Text under study below:

After the introductory chapters, the structure of Dusenbury's analysis follows the logic and sequence of Nemesius’ argumentation. To underscore the cosmopolitan thread of Nemesius’ thought, Dusenbury tracks his usage of such relevant terminology as “communion” (koinōnia) between humans and irrational animals, and “kinship” (oikeiōsis) designating the nexus of creation and providence (41).
Dusenbury maintains that the law-abiding principle of human governance mirrors the plot of the divine commandment and subsequent punishment in Eden. According to Dusenbury's interpretation, the koinōnia of terrestrial life and the divine oikeiōsis that glue together all elements of the physical universe furnish the setting of a “world city” modelled on a formal image of a Greco-Roman city (67). Moreover, this cosmopolitan framework is reinforced and elaborated in a “holographic metaphor” of humankind as a “little world” (mikros cosmos) and “the image of the whole creation” (67).
Thus, the principle of divine governance is mirrored not only in the human polis but also in the human body governed by its lawful ruling part (hēgemonikon)—the intelligent soul (121). Dusenbury persuasively shows how Nemesius hammered home his cosmopolitan ideas using the cognate concepts of dioikēsis and oikeiōsis (121, 159).

End of Text under study.

● Tasks for this exercise:
1) In the review excerpt, rewrite the paragraph beginning "Dusenbury maintains that the law-abiding principle" as a short bulleted list that keeps its main facts.
2) Answer these questions from the review excerpt:
(a) Which Greek term does the review give for "kinship"?
(b) Which Greek phrase does the review give for humankind as a "little world"?
(c) What does the review name as the lawful ruling part (hēgemonikon) that governs the human body?
3) Reproduce the part of the review excerpt that begins at the words "Thus, the principle" and stops after the words "oikeiōsis (121, 159).".

Data records below:

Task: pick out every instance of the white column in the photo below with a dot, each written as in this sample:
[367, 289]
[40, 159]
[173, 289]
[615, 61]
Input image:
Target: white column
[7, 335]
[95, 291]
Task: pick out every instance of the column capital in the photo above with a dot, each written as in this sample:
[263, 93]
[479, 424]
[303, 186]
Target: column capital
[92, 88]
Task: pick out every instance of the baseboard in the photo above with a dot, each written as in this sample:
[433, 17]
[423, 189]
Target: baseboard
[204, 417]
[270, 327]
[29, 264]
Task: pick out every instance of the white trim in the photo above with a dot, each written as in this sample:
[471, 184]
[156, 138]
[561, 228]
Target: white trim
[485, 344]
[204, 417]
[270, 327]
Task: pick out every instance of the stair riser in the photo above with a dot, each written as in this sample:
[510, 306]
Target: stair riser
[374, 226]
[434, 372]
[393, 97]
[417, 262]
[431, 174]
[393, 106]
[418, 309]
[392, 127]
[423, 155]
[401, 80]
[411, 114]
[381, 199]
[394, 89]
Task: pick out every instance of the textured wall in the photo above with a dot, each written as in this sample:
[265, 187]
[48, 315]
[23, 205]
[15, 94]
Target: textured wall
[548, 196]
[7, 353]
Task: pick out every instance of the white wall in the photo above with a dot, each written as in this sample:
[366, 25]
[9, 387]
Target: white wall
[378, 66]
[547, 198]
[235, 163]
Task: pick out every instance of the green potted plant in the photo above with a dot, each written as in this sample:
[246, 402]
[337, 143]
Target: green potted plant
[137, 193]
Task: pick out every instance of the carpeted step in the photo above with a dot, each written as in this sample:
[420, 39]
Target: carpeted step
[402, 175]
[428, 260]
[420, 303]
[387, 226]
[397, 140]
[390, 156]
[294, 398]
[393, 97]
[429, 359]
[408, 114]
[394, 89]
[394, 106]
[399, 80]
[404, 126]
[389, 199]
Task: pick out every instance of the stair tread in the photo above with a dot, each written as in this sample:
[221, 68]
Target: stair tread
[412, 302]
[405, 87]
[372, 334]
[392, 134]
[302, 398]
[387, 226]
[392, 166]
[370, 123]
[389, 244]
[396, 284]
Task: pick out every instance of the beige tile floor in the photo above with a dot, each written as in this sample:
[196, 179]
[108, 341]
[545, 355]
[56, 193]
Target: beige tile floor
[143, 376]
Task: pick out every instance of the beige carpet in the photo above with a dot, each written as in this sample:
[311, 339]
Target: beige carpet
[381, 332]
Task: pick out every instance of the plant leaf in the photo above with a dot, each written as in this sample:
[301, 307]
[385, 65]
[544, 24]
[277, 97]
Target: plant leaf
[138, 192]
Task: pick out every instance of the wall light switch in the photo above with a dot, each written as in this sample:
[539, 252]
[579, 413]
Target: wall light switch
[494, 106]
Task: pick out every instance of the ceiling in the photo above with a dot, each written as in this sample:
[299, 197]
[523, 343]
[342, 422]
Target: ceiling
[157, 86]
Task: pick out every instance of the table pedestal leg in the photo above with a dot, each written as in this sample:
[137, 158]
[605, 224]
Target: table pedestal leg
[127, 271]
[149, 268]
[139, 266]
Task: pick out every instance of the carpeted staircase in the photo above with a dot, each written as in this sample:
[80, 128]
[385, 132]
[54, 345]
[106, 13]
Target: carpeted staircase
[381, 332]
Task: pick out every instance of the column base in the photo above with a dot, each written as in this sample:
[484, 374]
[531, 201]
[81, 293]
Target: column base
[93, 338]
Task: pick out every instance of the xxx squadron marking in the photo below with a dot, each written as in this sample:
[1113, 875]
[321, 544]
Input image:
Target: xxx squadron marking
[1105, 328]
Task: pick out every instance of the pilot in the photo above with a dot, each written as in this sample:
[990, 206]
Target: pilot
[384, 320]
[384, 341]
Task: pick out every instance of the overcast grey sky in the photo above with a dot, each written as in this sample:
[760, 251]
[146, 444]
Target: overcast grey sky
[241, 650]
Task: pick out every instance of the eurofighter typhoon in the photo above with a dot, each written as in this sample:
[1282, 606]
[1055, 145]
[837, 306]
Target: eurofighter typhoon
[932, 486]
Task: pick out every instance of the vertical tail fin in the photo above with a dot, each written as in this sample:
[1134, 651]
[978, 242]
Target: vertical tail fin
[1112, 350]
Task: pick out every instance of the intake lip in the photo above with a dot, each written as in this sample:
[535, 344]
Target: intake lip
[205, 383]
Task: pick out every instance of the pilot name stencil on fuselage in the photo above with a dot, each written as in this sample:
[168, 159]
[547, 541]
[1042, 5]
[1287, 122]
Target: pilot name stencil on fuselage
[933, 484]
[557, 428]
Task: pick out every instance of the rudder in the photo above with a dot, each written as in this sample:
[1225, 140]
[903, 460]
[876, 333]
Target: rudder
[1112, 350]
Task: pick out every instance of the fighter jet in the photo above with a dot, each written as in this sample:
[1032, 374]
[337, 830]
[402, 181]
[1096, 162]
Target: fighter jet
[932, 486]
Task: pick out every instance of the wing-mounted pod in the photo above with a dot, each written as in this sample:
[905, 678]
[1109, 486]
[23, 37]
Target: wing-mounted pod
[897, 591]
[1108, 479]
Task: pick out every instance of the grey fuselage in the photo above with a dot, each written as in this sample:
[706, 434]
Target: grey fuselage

End of Data records.

● Numbered answers:
1)
- Dusenbury holds that the law-abiding principle of human governance mirrors the story of the divine commandment and the punishment that followed in Eden.
- In his reading, the koinōnia of earthly life and the divine oikeiōsis that binds all parts of the physical universe form the setting of a "world city." This world city is modeled on a formal image of a Greco-Roman city (67).
- A "holographic metaphor" strengthens and develops this cosmopolitan framework. It presents humankind as a "little world" (mikros cosmos) and "the image of the whole creation" (67).

2)
(a) oikeiōsis
(b) mikros cosmos
(c) The intelligent soul

3)
Thus, the principle of divine governance is mirrored not only in the human polis but also in the human body governed by its lawful ruling part (hēgemonikon)—the intelligent soul (121). Dusenbury persuasively shows how Nemesius hammered home his cosmopolitan ideas using the cognate concepts of dioikēsis and oikeiōsis (121, 159).